** Work instructions **
Copy out again, unchanged, the listing below from the line that has "Query: balcony" through the line that has "Query: pigtail".

◇ ◇ ◇

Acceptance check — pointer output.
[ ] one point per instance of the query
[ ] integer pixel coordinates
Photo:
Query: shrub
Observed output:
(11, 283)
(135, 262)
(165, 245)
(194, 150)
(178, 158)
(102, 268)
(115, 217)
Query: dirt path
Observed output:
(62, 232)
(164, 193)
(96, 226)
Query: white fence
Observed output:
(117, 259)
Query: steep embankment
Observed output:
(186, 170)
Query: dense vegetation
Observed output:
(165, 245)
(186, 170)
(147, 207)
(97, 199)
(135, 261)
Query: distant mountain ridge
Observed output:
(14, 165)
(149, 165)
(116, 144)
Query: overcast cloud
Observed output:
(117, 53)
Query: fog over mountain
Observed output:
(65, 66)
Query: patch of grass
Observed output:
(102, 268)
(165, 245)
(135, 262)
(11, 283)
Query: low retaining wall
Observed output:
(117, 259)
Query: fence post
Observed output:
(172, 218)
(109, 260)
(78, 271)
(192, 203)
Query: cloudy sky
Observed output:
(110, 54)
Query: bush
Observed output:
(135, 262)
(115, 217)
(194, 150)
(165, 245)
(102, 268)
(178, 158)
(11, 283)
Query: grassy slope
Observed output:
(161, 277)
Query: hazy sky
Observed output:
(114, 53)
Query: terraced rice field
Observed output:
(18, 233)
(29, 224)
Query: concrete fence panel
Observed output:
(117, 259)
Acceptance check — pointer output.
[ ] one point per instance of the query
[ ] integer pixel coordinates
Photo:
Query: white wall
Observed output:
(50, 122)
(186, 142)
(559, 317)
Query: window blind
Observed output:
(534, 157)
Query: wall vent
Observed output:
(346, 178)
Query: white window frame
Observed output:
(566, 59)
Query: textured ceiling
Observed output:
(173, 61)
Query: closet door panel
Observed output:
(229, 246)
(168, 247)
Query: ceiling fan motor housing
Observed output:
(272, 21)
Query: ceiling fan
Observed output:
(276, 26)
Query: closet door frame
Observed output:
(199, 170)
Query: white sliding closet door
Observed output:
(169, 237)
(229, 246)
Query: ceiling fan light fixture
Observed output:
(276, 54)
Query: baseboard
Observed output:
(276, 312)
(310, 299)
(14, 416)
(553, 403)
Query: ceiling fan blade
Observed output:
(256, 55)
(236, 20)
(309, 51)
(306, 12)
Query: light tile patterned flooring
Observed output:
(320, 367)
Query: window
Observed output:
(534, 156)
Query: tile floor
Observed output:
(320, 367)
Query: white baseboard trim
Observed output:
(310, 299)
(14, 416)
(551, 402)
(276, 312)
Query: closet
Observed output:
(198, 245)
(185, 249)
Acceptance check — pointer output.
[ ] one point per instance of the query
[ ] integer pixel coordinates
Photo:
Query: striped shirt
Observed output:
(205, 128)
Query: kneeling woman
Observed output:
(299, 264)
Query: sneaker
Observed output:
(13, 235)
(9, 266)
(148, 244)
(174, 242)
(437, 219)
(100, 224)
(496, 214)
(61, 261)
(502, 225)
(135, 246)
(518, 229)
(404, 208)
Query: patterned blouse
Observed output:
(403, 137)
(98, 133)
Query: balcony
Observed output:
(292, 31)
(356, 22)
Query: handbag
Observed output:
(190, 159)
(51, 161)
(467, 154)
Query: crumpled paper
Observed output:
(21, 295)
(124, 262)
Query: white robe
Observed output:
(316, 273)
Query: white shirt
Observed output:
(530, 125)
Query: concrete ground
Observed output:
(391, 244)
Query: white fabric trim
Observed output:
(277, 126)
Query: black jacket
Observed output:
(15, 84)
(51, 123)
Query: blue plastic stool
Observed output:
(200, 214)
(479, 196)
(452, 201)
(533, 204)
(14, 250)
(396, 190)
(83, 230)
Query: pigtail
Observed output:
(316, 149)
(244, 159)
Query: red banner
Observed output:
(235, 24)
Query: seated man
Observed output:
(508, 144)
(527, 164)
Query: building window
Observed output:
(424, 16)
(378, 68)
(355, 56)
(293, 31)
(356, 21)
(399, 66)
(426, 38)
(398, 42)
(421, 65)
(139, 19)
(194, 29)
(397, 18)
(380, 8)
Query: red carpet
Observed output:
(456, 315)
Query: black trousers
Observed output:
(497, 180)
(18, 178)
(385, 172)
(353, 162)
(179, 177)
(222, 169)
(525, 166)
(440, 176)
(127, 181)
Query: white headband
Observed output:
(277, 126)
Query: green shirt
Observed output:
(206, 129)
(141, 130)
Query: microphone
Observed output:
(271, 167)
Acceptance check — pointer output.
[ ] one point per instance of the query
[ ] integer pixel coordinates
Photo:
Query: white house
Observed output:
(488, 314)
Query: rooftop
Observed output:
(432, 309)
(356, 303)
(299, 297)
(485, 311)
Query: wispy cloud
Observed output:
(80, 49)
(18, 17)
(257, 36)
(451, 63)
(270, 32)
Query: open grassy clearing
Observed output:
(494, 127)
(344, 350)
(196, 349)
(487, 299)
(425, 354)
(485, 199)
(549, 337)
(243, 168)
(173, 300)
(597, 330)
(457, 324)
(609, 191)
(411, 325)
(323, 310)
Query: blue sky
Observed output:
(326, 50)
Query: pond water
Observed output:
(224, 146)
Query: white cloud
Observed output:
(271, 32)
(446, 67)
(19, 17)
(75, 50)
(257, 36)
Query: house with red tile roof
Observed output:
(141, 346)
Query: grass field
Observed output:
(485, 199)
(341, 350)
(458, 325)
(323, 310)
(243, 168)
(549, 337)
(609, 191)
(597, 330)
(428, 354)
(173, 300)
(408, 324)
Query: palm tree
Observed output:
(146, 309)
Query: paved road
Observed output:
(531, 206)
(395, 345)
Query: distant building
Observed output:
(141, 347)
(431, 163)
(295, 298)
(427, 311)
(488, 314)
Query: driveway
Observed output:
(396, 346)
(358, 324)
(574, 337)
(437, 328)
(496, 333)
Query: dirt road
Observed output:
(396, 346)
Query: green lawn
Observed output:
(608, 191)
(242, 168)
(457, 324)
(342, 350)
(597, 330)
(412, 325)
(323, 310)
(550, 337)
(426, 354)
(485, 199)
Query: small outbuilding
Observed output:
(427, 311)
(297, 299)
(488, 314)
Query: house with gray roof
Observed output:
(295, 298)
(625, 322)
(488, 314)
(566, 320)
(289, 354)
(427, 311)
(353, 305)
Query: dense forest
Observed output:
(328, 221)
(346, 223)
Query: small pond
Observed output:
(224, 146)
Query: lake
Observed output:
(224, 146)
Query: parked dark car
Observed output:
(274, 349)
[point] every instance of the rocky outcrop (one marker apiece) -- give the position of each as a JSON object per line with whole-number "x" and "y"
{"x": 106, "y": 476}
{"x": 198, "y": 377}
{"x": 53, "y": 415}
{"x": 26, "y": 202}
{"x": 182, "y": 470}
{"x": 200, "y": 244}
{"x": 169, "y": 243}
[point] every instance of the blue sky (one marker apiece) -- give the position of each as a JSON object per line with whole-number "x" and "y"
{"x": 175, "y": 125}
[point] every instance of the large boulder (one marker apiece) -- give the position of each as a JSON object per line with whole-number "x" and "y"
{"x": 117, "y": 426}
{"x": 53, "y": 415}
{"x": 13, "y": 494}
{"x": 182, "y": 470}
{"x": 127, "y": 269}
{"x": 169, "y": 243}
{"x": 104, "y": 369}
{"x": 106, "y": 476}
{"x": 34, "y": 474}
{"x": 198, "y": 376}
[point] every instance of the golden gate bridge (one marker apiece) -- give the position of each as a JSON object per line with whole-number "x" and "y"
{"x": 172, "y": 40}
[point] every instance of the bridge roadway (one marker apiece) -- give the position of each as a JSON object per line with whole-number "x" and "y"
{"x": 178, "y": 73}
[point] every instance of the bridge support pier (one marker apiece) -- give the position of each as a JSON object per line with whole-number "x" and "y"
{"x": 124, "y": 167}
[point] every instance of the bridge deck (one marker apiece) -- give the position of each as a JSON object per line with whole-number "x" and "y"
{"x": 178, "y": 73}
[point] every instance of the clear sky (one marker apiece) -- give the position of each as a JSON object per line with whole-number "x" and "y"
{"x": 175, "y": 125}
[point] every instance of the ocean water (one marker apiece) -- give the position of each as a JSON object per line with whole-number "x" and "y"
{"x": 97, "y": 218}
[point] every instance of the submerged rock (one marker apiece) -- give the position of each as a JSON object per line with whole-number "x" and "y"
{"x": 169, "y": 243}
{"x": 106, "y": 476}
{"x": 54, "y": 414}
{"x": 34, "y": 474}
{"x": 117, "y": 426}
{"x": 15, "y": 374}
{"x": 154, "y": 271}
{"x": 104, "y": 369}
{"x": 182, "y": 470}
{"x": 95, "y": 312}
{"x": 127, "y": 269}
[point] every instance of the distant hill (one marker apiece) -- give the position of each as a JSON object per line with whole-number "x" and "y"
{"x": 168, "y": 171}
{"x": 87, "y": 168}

◇ ◇ ◇

** Result for this task **
Query: balcony
Observed output:
(292, 31)
(356, 22)
Query: handbag
Observed output:
(190, 159)
(51, 161)
(467, 154)
Query: crumpled paper
Observed output:
(21, 295)
(124, 262)
Query: white robe
Observed output:
(316, 273)
Query: white shirt
Observed output:
(530, 125)
Query: concrete ground
Observed output:
(391, 244)
Query: white fabric trim
Observed output:
(277, 126)
Query: black jacket
Observed output:
(15, 84)
(51, 123)
Query: blue plastic stool
Observed output:
(200, 214)
(479, 196)
(452, 201)
(533, 204)
(14, 250)
(396, 190)
(83, 230)
Query: pigtail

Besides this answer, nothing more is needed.